# Record extracts
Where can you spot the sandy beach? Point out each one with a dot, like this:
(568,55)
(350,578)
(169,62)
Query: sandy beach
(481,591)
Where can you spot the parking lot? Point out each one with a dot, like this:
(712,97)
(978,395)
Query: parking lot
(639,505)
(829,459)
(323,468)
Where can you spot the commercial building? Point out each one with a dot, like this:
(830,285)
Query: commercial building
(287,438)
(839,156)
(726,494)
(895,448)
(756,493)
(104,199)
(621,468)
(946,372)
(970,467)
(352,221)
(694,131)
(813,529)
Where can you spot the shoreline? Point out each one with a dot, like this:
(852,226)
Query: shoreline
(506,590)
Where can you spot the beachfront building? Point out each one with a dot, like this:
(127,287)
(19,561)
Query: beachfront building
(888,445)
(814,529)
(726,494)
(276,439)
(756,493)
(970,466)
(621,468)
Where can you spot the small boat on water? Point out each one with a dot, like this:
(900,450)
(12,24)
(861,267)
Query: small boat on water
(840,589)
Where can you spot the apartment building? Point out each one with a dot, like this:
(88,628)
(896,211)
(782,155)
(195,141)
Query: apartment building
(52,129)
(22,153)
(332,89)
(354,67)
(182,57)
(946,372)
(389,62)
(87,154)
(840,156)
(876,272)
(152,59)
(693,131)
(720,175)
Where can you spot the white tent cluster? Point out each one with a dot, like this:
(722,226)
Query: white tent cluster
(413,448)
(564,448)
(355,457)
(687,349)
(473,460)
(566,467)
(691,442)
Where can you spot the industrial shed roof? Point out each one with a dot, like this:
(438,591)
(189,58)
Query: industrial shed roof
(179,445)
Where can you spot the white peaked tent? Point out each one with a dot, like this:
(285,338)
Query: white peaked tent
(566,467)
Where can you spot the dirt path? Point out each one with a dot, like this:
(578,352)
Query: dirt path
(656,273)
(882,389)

# Exercise
Repeat the whole listing above exactly.

# Result
Where can you spot the sandy beach? Point out each one with a dot, like this:
(568,55)
(350,578)
(169,62)
Query: sandy beach
(481,591)
Where can you spot the parking lot? Point out each one with a dot, like this:
(712,97)
(978,395)
Query: parking lot
(639,505)
(829,459)
(323,468)
Where can you spot the commercial building? Point out each one with a dot, like this:
(830,285)
Query: commercial building
(287,438)
(839,156)
(726,494)
(895,448)
(756,493)
(104,199)
(621,468)
(946,372)
(970,467)
(352,221)
(694,131)
(813,529)
Where can you spot the shoreline? Point out each one with a dot, like this:
(852,226)
Query: shoreline
(506,590)
Where can you spot the beachfront building? Point out each one with a dot, like this:
(127,287)
(19,561)
Query: beachfront building
(888,445)
(814,529)
(726,494)
(276,439)
(756,493)
(970,466)
(621,468)
Where can you spot the small boat on water? Point out each one with a dot, like this:
(900,450)
(12,24)
(861,267)
Query: small boat on water
(840,589)
Where can you spot the apartment building? Point out each one with a dot, like this:
(88,628)
(896,211)
(782,155)
(195,141)
Query: apartment building
(52,129)
(22,153)
(332,89)
(354,67)
(182,57)
(946,372)
(389,62)
(87,154)
(840,156)
(876,272)
(152,59)
(693,131)
(720,175)
Where can you spot the white tent cluster? Point out each one with a dot, like this:
(722,226)
Query: white tent cluster
(413,448)
(564,448)
(355,457)
(687,349)
(473,460)
(566,467)
(691,442)
Where can you spot the industrial shed roof? Point out each one with a dot, like this:
(438,591)
(189,58)
Query: industrial shed roof
(179,445)
Where can you spot the white peaked tent? Point out each one with a dot, like this:
(285,338)
Query: white peaked tent
(566,467)
Where can you spot the dirt path? Point out each one with a dot, like this:
(578,352)
Query: dirt path
(656,273)
(882,389)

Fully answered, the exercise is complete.